# Data listing
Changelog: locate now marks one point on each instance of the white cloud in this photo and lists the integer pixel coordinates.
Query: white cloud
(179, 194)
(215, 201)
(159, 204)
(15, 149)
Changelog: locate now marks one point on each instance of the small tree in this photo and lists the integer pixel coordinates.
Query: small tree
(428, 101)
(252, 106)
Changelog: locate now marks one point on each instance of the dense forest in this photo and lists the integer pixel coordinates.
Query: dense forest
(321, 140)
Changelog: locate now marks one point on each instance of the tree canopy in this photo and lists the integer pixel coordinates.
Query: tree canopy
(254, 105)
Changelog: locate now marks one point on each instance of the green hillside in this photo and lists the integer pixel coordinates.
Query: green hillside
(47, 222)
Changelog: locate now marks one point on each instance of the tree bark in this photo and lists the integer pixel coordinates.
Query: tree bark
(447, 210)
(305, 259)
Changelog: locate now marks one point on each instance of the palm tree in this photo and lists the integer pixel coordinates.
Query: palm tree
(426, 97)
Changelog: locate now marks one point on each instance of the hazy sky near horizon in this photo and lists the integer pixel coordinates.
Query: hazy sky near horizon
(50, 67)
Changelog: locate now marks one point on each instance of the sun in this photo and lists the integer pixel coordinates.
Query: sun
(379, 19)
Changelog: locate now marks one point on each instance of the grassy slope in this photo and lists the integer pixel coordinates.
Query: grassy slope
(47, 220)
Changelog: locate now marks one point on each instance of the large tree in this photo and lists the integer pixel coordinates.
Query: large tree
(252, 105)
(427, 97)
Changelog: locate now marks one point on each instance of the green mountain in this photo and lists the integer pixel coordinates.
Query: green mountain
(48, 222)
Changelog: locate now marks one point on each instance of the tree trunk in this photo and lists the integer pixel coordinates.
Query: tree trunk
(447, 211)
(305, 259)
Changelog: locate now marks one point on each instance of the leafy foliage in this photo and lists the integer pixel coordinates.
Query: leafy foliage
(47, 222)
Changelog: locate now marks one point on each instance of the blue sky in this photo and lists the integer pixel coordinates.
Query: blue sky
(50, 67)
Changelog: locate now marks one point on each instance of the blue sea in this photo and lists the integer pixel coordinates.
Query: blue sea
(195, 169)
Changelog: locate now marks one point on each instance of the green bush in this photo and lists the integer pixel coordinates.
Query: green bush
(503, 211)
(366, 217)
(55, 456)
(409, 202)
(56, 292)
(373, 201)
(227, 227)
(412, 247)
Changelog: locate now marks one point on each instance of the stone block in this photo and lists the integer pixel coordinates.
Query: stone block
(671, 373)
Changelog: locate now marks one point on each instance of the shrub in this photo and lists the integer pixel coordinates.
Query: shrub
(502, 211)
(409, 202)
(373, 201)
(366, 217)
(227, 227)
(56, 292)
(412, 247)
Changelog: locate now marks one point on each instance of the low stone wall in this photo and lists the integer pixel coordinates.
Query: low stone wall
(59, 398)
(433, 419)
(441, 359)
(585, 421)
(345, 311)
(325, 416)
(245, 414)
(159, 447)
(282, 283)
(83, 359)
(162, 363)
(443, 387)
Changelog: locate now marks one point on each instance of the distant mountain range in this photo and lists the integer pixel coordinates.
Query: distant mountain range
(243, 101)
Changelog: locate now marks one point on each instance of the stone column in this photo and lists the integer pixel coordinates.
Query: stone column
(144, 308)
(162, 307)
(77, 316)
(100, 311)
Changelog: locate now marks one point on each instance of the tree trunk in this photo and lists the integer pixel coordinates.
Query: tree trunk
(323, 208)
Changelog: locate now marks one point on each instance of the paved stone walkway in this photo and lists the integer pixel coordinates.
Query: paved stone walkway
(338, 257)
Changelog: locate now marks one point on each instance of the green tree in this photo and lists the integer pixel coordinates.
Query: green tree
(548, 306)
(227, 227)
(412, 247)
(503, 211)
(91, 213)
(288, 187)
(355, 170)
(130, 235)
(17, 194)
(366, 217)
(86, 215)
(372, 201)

# Task requirements
Give back, exactly as written, the lines from the one with "the low stone" to the last line.

# Result
Changelog: locate now marks one point on each instance of the low stone wall in this photo and lists the integer pixel coordinates.
Query: low stone wall
(59, 398)
(433, 419)
(441, 359)
(585, 421)
(345, 311)
(325, 416)
(245, 414)
(159, 447)
(282, 283)
(83, 359)
(162, 363)
(443, 387)
Changelog: locate now marks one point on each instance of the distant mountain range in this photo and lists the integer pixel coordinates.
Query: distant mountain range
(243, 101)
Changelog: locate now marks one point on each instance of the stone column in this photo and lists the integer pixel coordinates.
Query: stone column
(144, 308)
(162, 307)
(77, 316)
(100, 311)
Changelog: locate now marks one point on each instance of the tree trunk in this photo and lists the integer pixel coordinates.
Query: tree trunk
(323, 208)
Changelog: locate now marks one point on each instance of the paved stone walkway in this photo and lists the integer pixel coordinates.
Query: paved stone walkway
(338, 257)
Changelog: locate now marks one point on each instance of the green tree in this photo and lists the integer pixel coordinates.
Query: green tree
(548, 306)
(227, 227)
(412, 247)
(503, 211)
(91, 213)
(288, 187)
(355, 170)
(130, 235)
(17, 194)
(366, 217)
(86, 215)
(372, 201)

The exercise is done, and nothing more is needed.